* [YOUR ASSIGNMENT]:
Everything from the line holding "blurred branch shown in the photo above." through the final line of the entries below is to be duplicated exactly, and nothing outside that span.

* [DATA FOR THE TASK]:
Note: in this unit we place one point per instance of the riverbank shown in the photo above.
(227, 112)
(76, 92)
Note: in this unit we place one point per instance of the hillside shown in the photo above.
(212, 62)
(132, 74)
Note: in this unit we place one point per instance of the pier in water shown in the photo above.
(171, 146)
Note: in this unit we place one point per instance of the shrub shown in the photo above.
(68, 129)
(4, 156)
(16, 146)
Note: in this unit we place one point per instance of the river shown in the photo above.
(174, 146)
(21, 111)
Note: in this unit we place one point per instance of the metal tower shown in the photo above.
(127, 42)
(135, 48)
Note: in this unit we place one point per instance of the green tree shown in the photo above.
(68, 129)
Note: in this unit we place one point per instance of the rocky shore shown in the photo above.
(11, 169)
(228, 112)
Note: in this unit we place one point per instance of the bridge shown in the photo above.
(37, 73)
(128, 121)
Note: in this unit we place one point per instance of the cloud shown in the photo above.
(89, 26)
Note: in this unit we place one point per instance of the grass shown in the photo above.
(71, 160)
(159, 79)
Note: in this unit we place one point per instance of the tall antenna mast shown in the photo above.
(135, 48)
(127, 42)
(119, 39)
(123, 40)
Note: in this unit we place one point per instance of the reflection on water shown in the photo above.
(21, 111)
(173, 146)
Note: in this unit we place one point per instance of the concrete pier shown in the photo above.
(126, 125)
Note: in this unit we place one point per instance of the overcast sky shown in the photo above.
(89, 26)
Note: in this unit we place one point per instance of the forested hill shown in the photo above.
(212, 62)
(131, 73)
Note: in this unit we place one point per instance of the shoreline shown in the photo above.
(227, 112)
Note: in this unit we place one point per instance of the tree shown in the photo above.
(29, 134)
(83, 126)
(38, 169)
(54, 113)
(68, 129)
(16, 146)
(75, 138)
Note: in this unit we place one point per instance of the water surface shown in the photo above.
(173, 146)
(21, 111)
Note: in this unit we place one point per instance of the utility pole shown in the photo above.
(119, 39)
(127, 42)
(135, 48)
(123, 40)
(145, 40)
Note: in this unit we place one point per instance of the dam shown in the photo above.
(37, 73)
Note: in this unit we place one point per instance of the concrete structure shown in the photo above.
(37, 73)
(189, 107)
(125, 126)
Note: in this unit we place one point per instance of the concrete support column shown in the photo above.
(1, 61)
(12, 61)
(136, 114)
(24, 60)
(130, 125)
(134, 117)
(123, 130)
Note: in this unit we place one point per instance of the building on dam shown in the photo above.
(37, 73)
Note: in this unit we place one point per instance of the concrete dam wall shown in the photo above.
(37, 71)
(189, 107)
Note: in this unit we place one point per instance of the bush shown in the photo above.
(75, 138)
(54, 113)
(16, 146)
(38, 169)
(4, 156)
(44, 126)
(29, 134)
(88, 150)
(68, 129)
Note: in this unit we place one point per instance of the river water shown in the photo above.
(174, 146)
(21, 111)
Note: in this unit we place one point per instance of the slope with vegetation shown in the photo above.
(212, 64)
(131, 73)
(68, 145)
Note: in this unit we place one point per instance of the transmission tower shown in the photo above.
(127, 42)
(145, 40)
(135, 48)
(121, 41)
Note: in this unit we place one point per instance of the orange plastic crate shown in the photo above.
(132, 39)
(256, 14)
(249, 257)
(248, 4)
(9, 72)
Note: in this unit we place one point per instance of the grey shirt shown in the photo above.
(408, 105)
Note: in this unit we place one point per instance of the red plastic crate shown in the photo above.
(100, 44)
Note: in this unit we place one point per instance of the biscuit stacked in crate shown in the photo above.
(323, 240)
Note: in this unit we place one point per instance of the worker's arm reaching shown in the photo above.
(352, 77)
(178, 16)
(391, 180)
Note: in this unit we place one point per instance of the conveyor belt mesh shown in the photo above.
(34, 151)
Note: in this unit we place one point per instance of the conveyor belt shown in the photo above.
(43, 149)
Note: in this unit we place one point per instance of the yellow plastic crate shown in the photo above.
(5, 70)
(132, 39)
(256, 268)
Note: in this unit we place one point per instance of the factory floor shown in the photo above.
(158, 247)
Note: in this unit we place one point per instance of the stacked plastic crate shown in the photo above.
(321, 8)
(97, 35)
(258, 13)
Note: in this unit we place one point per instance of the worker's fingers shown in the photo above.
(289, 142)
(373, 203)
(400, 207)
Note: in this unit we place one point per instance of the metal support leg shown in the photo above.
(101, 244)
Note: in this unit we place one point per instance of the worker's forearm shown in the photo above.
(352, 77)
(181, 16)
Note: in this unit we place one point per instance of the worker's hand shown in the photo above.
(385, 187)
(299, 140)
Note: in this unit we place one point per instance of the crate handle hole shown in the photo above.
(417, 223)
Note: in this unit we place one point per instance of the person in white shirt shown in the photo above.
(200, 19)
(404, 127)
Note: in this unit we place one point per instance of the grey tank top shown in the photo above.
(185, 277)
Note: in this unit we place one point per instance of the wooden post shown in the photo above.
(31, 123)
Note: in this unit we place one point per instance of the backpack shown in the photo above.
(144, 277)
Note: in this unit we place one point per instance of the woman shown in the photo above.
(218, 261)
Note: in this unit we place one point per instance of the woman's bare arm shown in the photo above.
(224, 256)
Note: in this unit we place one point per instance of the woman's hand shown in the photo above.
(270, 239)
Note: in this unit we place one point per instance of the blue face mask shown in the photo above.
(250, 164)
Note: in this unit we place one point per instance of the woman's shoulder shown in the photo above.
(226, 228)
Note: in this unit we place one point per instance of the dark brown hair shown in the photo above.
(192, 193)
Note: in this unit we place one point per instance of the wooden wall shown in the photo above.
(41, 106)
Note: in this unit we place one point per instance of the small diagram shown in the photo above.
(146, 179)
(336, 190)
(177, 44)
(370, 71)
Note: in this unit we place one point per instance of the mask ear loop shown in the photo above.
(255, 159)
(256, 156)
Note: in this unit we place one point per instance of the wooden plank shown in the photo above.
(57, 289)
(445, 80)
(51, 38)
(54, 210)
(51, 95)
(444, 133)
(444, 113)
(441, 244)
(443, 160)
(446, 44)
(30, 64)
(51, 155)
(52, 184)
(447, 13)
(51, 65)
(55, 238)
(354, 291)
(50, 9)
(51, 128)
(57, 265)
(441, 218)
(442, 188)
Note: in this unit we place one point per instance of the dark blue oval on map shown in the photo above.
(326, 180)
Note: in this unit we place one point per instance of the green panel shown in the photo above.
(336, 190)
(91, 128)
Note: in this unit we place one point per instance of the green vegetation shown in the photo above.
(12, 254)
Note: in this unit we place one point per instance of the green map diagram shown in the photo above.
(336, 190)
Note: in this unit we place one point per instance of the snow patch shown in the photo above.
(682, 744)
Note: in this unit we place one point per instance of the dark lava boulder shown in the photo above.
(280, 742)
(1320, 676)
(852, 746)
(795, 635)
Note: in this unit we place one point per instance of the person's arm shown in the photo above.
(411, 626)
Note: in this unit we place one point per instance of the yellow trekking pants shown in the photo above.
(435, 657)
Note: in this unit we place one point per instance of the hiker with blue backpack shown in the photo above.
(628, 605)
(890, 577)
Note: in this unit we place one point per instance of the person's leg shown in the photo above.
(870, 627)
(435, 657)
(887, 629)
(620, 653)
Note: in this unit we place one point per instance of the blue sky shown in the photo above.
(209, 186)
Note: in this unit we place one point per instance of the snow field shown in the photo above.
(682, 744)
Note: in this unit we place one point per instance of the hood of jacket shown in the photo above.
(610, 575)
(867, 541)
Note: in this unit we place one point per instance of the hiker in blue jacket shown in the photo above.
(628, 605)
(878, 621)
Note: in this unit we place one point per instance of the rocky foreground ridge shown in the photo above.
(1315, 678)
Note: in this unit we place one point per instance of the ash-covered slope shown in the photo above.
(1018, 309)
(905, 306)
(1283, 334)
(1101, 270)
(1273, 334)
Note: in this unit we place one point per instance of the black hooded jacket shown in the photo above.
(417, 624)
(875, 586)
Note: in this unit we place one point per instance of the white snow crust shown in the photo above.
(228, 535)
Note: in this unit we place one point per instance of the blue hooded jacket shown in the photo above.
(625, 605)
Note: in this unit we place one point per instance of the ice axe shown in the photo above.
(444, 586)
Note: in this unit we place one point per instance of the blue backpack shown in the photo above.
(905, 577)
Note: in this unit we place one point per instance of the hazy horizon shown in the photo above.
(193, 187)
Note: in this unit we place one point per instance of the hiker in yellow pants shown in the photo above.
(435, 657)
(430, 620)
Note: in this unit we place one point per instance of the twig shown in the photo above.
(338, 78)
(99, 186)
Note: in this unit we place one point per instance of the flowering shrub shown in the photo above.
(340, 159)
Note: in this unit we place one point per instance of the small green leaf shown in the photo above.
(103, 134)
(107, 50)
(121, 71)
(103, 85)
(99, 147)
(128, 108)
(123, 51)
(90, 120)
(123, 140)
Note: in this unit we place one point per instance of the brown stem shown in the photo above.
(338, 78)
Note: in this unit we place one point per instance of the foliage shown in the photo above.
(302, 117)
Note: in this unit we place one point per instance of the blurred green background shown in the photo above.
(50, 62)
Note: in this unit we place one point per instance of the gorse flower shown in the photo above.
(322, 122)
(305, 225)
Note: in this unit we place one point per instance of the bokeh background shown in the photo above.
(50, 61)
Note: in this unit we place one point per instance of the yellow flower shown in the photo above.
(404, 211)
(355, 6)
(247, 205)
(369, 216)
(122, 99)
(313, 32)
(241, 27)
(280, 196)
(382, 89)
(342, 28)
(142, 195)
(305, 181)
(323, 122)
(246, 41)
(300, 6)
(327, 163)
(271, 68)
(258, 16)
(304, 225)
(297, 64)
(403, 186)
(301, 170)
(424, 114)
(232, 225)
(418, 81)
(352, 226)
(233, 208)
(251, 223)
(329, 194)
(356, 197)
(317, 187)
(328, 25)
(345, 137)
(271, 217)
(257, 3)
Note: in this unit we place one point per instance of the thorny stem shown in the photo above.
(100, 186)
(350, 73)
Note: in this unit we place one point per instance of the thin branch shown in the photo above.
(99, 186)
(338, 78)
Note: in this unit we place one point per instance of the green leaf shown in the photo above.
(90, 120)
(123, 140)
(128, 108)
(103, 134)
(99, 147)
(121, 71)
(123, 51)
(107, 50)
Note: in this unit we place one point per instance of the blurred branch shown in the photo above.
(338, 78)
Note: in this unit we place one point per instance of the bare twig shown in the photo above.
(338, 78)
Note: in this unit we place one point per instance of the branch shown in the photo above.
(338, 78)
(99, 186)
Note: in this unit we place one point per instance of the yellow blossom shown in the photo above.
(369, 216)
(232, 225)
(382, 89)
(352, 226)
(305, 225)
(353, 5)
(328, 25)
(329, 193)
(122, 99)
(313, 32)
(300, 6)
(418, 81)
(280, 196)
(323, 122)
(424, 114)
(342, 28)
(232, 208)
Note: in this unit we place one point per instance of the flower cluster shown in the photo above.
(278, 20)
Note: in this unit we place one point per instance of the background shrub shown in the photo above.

* [EXERCISE RESPONSE]:
Note: in this unit we place one point per instance of the blurred branch shown in the photo above.
(338, 78)
Note: in this unit we place one point per instance of the bare twig shown in the photo above.
(338, 78)
Note: in this unit we place one point per instance of the branch shown in the photo above.
(338, 78)
(99, 186)
Note: in this unit we place one point per instance of the yellow blossom shown in the photo above.
(369, 216)
(232, 225)
(382, 89)
(352, 226)
(305, 225)
(353, 5)
(328, 25)
(329, 193)
(122, 99)
(313, 32)
(300, 6)
(418, 81)
(280, 196)
(323, 122)
(424, 114)
(342, 28)
(232, 208)
Note: in this unit we place one point per instance of the flower cluster shown in the photo above.
(278, 20)
Note: in this unit we place one point per instance of the background shrub shown in the photo above.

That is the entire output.